The contention of appellee as set forth in its bill is, that the payment demanded by the Secretary of State was under the provisions of sections ioa, 10b and ioc of “An act regarding fees for the incorporation and the increase of capital stock of companies and corporations in this State,” in force July i, 1895, as amended, (Hurd’s Stat. p. 1325,) whereas it is claimed that so far as said provisions of said statute might be deemed applicable to the filing and recording of the agreement of consolidation described in the bill, by which- appellee came into existence as a corporation, they have been repealed by “An act to provide for the regulation of public utilities,” in force January 1, 1914.
The capital stock of appellee was $300,000,000. The articles reserved from the present issue something over $50,-000,000. The present issue of $249,590,460 was for the purpose of retiring the stock of the constituent companies. That was the amount the utilities commission was asked to consent to the issuance of, and payment made for such consent was based upon the issuance of that amount of stock.
The question presented is whether the provisions of sections ioa, 10b and ioc of chapter 53, referred to for convenience as the Incorporation Fee act, were superseded or repealed, by implication, by section 31 of the Public Utilities act. The appellee contends that the payment required by section 31 of the Public Utilities act is payable into the State treasury as taxes levied for State purposes, and that as applied in a procedure consolidating public utility corporations it is a tax exacted in the process of granting a franchise to do business as a body corporate and in its nature and application is identical with the tax collectible under the Incorporation Fee act; that the collection of both is double taxation, which is contrary to the public policy of the State. Appellant insists the two exactions of the two taxes or payments are for entirely distinct and different objects; that the tax under the Incorporation Fee act is upon the individual incorporators and is paid by them before the corporation comes into existence, while the tax required by section 31 of the Public Utilities act is a tax upon the corporation after its creation.
Section 10a of the Incorporation Fee act requires the payment to the Secretary of State of $50, and in addition thereto one dollar for each .$1000 of capital stock over $5000. The payment made to the Secretary of State by appellee is admitted to be the correct amount if appellant was entitled to collect it before filing the papers for incorporation. Section 31 of the Public Utilities act is as follows : “The commission shall charge every public utility receiving permission under this act for the issue of stocks, stock certificates, bonds, notes and other evidences of indebtedness an amount equal to ten (10) cents for every $100 of-such securities authorized by the commission, and the same shall be paid into the State treasury before any such securities shall be issued.” Before the petitioning corporations presented incorporation papers to the Secretary of State for filing, they secured permission of the State Utilities Commission to issue 2,495,904.60 'shares, which was the amount required to retire the stock of the constituent companies, the remaining 504,095.40 shares to be issued when authorized by the board of directors, “with the approval of such governmental bodies as shall have authority in the premises.” Upon such consent being obtained said petitioning companies paid into the State treasury the tax required by said section 31, $249,590.46.

__SHORT TASK A__
Repeat word for word the part of the passage on the incorporation fee dispute that opens with the words containing "The capital stock" and closes with "amount of stock.".
__SHORT TASK B__
For each statement below, say yes or no as to whether it agrees with the passage on the incorporation fee dispute, and quote the words that settle it: (i) The capital stock of appellee was $300,000,000. (ii) Appellant holds that the tax under the Incorporation Fee act falls on the corporation after it is created. (iii) Section 31 of the Public Utilities act sets a charge of ten cents for every $100 of securities the commission authorizes.
__SHORT TASK C__
Resume the passage on the incorporation fee dispute, starting after its final sentence.

Excerpts of bounding box data:

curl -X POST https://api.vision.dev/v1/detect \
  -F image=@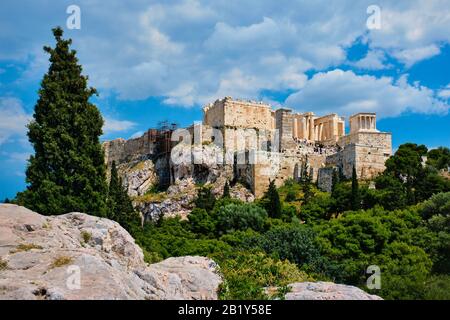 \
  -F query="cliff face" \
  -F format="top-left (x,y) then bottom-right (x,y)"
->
top-left (0, 204), bottom-right (222, 300)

__TASK OUTPUT A__
The capital stock of appellee was $300,000,000. The articles reserved from the present issue something over $50,-000,000. The present issue of $249,590,460 was for the purpose of retiring the stock of the constituent companies. That was the amount the utilities commission was asked to consent to the issuance of, and payment made for such consent was based upon the issuance of that amount of stock.

__TASK OUTPUT B__
(i) Yes: "The capital stock of appellee was $300,000,000."
(ii) No: "the tax under the Incorporation Fee act is upon the individual incorporators and is paid by them before the corporation comes into existence"
(iii) Yes: "an amount equal to ten (10) cents for every $100"

__TASK OUTPUT C__
In our view the decision of the case depends upon what the intention of the legislature was in the passage of the Public Utilities act, especially section 31. Prior to the passage of the Public Utilities act the State reserved no visitorial and regulatory powers over corporations created by it. The act gives the commission supervision of the issuance of stocks, stock certificates, notes, bonds and other evidences of indebtedness of public utility corporations. Subject to the provisions of the act and the order of the commission, a public utility, whether a corporation, company, association, joint stock company or association, firm, partnership or individual, may issue stock, stock certificates, etc., for the purposes mentioned in the act. The commission is given authority to grant permission for the issue of stocks, etc., in the amount applied for, or a lesser amount, or not at all, and may attach to the exercise of the permission such conditions as it may deem reasonable and necessary. Unless the consent of the commission is obtained no public utility may merge or consolidate with another public utility. The capitalization formed by the consolidation of two or more public utilities is subject to the approval of the commission, and all stock issued without an order of the commission is void. No public utility can transact any business in this State until it has obtained from the commission a certificate of convenience and necessity.
Appellee contends that the Public Utilities act gives the commission created by it supervision and control of the incorporation of public utility corporations and takes from the citizen the privileges enjoyed under the general Incorporation laws to demand grants of corporate franchises. We do not understand the Public Utilities act to give the commission any power to grant corporate franchises. It confers only powers of regulation and control over corporations organized under acts granting the power to create corporations. The organization of a public utility corporation is not given to the commission, but control and regulation of the issue of its stock are vested in said commission. The commission’s consent must be obtained before the corporation can issue any stock, and it may grant permission-to the corporation for the issue of the amount applied for, or a lesser amount, or not at all. The powers given the commission are of regulation and control over the corporation after its organization, except in the case of consolidation of public utility corporations under section 27, which requires the consent of the commission to the consolidation. There is this distinction between the tax required under the Incorporation Fee act and that required under section 31 of the Public Utilities act: The payment under the former is exacted of the incorporators before the corporation comes into existence and is a condition precedent to the grant of a corporate franchise, while the tax exacted under section 31 is exacted of and paid by the corporation after it has come into existence. Scheidel Coil Co. v. Rose, 242 Ill. 484.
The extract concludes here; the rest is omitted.